## begin Data shown

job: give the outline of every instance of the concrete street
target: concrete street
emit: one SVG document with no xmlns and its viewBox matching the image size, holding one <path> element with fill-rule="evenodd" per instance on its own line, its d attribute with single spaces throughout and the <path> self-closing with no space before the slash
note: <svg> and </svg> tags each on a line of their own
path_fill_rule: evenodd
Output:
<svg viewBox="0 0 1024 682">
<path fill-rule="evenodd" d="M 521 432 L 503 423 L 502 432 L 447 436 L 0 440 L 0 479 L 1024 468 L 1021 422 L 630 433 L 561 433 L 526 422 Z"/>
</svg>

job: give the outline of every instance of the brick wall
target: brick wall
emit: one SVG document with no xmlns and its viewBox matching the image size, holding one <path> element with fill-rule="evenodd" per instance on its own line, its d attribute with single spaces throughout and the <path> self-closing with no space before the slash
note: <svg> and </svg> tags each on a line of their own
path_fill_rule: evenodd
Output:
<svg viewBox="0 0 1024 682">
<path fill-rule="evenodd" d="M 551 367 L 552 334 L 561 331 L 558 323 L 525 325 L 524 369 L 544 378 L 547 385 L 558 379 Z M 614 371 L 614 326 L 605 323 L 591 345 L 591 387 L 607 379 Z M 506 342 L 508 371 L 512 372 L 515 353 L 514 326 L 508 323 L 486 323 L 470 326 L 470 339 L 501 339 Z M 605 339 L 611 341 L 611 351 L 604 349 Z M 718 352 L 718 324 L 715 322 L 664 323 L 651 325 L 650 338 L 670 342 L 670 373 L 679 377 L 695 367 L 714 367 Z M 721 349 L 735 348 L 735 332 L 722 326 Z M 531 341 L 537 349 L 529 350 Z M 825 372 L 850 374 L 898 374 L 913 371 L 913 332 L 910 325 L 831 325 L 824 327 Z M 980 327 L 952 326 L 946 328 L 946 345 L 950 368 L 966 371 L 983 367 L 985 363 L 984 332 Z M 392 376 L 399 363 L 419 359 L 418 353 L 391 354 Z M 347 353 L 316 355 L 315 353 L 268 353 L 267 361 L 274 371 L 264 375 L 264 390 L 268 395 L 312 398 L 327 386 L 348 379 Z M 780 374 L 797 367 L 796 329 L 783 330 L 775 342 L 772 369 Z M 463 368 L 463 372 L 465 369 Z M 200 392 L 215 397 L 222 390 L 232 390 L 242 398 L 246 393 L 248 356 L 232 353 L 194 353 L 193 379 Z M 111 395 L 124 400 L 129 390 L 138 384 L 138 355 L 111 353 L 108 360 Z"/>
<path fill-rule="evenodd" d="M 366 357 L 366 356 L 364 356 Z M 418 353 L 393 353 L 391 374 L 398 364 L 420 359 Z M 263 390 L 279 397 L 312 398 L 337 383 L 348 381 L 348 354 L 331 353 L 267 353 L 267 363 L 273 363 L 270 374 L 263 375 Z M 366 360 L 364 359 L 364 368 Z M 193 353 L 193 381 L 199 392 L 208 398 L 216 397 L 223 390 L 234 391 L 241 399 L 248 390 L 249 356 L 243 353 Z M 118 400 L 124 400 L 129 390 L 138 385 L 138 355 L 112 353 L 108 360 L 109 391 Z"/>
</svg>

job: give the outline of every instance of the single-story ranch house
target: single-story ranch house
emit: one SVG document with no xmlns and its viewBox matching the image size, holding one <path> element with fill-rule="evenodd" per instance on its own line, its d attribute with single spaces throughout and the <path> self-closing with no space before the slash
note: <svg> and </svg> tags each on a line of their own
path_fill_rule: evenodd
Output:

## end Data shown

§ **Challenge**: Please rewrite the entire listing above as a numbered list, leaving out the blank lines.

§ **Written reply**:
1. job: give the outline of every instance of the concrete street
2. target: concrete street
3. emit: one SVG document with no xmlns and its viewBox matching the image size, holding one <path> element with fill-rule="evenodd" per instance on its own line, its d attribute with single spaces throughout and the <path> self-closing with no space before the slash
4. note: <svg> and </svg> tags each on a line of their own
5. path_fill_rule: evenodd
6. Output:
7. <svg viewBox="0 0 1024 682">
8. <path fill-rule="evenodd" d="M 521 432 L 503 423 L 502 432 L 447 436 L 0 440 L 0 479 L 1024 468 L 1021 422 L 630 433 L 561 433 L 526 422 Z"/>
9. </svg>
10. job: give the outline of every instance of the brick wall
11. target: brick wall
12. emit: one SVG document with no xmlns and its viewBox matching the image size, holding one <path> element with fill-rule="evenodd" per instance on its own line, its d attribute with single spaces throughout and the <path> self-closing with no space before the slash
13. note: <svg> and </svg> tags each on a line of their own
14. path_fill_rule: evenodd
15. Output:
16. <svg viewBox="0 0 1024 682">
17. <path fill-rule="evenodd" d="M 551 367 L 552 334 L 561 331 L 558 323 L 525 325 L 524 369 L 544 378 L 547 385 L 558 379 Z M 614 371 L 614 326 L 605 323 L 591 345 L 591 387 L 607 379 Z M 506 342 L 508 371 L 512 372 L 515 353 L 514 326 L 508 323 L 486 323 L 470 326 L 470 339 L 501 339 Z M 605 339 L 611 341 L 611 351 L 604 349 Z M 718 352 L 718 324 L 715 322 L 664 323 L 651 325 L 650 338 L 670 342 L 670 373 L 679 377 L 695 367 L 714 367 Z M 721 349 L 735 348 L 735 332 L 722 326 Z M 531 341 L 537 349 L 529 350 Z M 825 372 L 850 374 L 898 374 L 913 371 L 913 332 L 910 325 L 831 325 L 824 327 Z M 980 327 L 952 326 L 946 328 L 946 345 L 950 368 L 966 371 L 983 367 L 985 363 L 984 332 Z M 392 376 L 399 363 L 419 359 L 418 353 L 391 354 Z M 347 353 L 316 355 L 315 353 L 268 353 L 267 361 L 274 371 L 264 375 L 264 390 L 268 395 L 312 398 L 327 386 L 348 379 Z M 780 374 L 797 367 L 796 329 L 783 330 L 775 342 L 772 369 Z M 463 368 L 463 372 L 465 369 Z M 200 392 L 215 397 L 222 390 L 232 390 L 242 398 L 246 393 L 248 356 L 232 353 L 194 353 L 193 379 Z M 111 395 L 124 400 L 129 390 L 138 384 L 138 355 L 111 353 L 108 360 Z"/>
18. <path fill-rule="evenodd" d="M 366 357 L 366 356 L 364 356 Z M 418 353 L 393 353 L 391 374 L 398 364 L 420 359 Z M 263 390 L 279 397 L 312 398 L 337 383 L 348 381 L 348 354 L 331 353 L 267 353 L 267 363 L 273 363 L 270 374 L 263 375 Z M 366 360 L 364 359 L 364 368 Z M 193 353 L 193 381 L 199 392 L 208 398 L 216 397 L 223 390 L 234 391 L 241 399 L 248 390 L 249 356 L 243 353 Z M 118 400 L 124 400 L 129 390 L 138 385 L 138 355 L 112 353 L 108 360 L 109 391 Z"/>
19. </svg>
20. job: give the outline of every instance of the single-story ranch house
21. target: single-story ranch house
22. emit: one SVG document with no xmlns and its viewBox matching the image size, holding one <path> element with fill-rule="evenodd" per instance on its own line, its d attribute with single spaces throughout and the <path> self-closing with no space before the slash
23. note: <svg> and </svg> tags each on a line of their own
24. path_fill_rule: evenodd
25. Output:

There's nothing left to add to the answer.